<<<<

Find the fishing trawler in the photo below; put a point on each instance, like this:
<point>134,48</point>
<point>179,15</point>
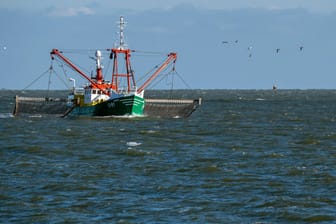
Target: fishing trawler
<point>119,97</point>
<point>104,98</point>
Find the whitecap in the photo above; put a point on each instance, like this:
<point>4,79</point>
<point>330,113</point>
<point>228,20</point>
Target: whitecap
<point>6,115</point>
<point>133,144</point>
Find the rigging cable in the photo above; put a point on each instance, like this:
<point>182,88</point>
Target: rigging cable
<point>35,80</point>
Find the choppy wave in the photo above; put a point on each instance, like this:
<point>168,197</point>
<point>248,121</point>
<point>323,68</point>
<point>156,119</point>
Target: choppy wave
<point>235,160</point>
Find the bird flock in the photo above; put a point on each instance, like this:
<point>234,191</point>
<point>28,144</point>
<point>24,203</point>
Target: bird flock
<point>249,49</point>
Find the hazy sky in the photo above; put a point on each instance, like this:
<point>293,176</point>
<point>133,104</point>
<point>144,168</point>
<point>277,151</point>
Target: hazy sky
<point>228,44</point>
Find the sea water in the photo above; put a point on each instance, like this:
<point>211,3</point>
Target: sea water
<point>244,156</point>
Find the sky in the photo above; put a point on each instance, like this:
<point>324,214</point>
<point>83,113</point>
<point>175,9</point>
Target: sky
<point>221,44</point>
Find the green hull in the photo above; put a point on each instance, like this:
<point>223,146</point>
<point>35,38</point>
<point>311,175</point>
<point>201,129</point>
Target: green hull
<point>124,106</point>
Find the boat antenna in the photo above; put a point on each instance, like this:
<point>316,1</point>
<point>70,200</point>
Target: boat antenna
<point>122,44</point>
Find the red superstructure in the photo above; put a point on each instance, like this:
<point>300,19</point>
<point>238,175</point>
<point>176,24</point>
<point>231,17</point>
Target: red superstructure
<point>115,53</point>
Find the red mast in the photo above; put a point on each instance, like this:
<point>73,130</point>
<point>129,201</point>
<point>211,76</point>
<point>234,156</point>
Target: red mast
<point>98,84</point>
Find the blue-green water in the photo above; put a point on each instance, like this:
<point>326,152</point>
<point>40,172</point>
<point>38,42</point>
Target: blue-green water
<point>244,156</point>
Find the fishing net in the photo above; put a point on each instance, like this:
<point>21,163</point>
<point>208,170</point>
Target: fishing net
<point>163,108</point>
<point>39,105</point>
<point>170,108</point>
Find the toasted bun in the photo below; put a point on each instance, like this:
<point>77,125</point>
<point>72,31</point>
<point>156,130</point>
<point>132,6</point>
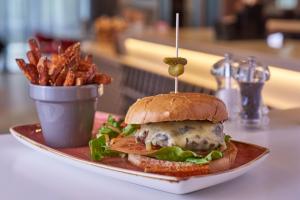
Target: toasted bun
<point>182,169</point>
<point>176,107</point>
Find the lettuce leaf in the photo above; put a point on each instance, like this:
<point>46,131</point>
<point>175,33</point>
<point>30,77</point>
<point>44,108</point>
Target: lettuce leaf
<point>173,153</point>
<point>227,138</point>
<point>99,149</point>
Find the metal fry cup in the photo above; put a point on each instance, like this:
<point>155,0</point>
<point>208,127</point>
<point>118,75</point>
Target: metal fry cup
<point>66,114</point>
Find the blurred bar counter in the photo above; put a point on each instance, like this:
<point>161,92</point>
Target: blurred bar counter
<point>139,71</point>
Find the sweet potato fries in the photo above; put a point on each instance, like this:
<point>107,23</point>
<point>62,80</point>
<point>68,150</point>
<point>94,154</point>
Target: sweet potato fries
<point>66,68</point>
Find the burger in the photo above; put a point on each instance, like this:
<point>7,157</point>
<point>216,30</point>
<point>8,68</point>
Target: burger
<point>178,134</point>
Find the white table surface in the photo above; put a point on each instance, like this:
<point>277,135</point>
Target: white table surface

>>>>
<<<<

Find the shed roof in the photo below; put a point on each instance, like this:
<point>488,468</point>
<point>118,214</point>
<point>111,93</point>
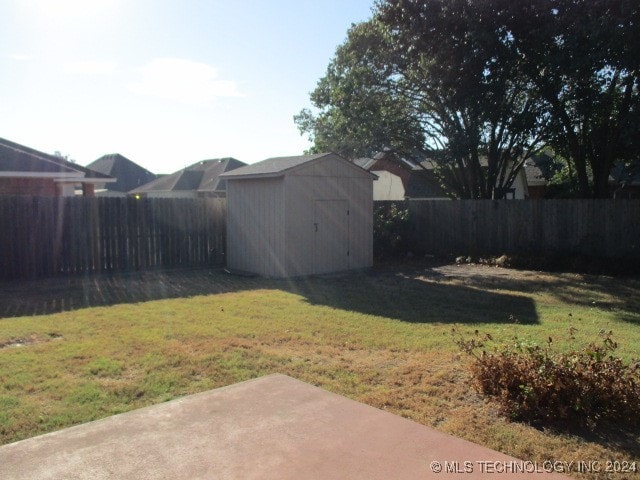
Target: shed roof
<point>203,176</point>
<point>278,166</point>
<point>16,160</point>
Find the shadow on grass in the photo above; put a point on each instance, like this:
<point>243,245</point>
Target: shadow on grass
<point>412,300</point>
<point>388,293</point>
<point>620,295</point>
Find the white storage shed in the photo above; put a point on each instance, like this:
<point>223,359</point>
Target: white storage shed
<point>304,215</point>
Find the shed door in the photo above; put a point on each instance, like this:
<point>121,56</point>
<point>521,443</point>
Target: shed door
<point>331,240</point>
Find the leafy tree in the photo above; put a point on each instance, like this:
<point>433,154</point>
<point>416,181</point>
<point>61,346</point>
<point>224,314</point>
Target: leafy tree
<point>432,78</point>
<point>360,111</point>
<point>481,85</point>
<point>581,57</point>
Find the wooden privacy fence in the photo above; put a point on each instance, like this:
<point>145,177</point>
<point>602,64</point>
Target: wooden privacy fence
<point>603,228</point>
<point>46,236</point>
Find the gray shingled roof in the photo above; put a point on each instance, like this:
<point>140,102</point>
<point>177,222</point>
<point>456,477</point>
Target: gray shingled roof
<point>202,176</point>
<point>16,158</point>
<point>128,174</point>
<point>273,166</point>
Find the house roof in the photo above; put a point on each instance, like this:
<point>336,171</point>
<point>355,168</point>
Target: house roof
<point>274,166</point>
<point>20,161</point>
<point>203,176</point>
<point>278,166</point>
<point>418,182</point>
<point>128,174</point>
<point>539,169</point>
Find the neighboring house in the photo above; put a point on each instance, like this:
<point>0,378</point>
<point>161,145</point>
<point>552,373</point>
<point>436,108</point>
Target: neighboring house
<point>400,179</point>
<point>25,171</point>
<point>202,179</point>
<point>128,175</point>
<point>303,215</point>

>>>>
<<<<

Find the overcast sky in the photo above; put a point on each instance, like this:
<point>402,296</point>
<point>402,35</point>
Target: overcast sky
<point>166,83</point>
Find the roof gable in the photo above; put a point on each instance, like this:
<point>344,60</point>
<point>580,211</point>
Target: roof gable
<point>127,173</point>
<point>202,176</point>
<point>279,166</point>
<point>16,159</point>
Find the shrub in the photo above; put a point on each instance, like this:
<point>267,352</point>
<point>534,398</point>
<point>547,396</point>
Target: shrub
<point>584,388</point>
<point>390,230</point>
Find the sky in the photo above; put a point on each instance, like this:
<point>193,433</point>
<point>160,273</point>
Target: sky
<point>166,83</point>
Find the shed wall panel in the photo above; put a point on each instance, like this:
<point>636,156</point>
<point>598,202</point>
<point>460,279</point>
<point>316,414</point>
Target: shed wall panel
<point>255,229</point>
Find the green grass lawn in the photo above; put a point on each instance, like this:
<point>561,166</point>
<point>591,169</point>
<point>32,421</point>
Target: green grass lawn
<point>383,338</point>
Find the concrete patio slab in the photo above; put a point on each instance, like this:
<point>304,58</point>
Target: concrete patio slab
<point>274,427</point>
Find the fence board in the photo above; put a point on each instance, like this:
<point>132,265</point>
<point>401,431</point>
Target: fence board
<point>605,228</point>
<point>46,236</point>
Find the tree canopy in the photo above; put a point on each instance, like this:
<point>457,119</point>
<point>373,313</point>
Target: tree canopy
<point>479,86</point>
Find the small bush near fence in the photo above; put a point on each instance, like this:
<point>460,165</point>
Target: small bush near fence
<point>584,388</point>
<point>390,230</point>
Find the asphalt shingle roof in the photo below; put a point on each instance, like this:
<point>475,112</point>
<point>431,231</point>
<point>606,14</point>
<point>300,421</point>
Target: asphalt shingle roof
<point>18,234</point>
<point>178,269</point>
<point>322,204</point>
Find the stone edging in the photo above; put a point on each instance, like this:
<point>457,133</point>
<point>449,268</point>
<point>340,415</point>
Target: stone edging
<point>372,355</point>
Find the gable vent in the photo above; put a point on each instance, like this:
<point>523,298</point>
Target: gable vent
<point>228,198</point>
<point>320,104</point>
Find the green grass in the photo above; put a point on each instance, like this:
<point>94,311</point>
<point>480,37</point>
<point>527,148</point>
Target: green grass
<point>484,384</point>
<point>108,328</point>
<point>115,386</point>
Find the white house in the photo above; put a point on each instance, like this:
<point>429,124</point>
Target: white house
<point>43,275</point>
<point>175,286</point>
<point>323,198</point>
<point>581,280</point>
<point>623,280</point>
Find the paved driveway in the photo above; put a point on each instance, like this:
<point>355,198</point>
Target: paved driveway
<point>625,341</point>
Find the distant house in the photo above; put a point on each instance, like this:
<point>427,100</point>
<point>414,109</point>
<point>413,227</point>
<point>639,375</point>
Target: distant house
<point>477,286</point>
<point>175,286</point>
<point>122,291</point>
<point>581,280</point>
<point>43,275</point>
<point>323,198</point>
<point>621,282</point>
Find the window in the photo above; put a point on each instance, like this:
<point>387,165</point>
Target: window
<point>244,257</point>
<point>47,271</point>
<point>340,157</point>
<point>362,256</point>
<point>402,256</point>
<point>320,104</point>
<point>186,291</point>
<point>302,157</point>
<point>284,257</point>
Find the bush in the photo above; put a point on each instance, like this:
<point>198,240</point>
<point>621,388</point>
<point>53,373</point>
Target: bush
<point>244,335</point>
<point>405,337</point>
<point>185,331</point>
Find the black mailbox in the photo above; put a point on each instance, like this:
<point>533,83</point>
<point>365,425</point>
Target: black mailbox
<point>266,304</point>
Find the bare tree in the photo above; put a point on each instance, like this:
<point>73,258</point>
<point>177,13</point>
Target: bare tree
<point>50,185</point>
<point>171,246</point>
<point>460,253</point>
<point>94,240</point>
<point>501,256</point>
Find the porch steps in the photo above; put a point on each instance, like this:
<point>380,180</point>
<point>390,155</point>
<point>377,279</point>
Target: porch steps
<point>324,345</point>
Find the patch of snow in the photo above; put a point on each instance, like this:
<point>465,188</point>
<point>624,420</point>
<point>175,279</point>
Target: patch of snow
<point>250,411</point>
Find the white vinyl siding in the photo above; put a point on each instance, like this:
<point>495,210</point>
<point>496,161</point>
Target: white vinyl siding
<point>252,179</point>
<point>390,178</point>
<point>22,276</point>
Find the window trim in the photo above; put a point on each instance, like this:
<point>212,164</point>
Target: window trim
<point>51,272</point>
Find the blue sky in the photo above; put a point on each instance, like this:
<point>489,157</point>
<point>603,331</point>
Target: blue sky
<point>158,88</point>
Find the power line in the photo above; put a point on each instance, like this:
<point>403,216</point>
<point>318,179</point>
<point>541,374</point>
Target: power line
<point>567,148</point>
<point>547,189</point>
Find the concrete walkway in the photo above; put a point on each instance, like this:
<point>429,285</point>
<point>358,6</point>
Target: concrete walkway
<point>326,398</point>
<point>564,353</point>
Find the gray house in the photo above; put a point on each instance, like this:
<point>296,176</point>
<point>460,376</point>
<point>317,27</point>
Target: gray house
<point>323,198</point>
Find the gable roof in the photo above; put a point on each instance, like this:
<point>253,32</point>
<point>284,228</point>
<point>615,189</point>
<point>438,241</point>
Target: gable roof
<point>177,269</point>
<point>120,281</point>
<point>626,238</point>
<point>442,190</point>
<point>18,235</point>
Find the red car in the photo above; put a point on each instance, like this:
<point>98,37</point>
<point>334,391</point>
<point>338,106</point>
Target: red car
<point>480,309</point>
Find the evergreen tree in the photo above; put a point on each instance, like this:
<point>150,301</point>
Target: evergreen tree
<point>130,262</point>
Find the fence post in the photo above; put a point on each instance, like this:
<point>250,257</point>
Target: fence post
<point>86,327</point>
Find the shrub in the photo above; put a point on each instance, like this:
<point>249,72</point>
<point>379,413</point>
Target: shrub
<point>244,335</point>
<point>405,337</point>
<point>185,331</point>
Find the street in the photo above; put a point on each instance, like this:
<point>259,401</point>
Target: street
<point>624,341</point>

>>>>

▸ Given exercise: Rename "green hull" to "dark hull" wherever it occurs in the lines starting at the one containing "Find the sea" and ending at the one containing "<point>124,106</point>". Give back only those lines, with nothing else changed.

▸ Task solution:
Find the sea water in the photo above; put a point on each instance, like this:
<point>211,3</point>
Target: sea water
<point>244,156</point>
Find the sky in the photo above; put a point on each instance, like this:
<point>324,214</point>
<point>83,113</point>
<point>175,9</point>
Target: sky
<point>221,44</point>
Find the dark hull in the photo above; put a point on each instance, like this:
<point>223,146</point>
<point>35,38</point>
<point>311,175</point>
<point>201,129</point>
Target: dark hull
<point>124,106</point>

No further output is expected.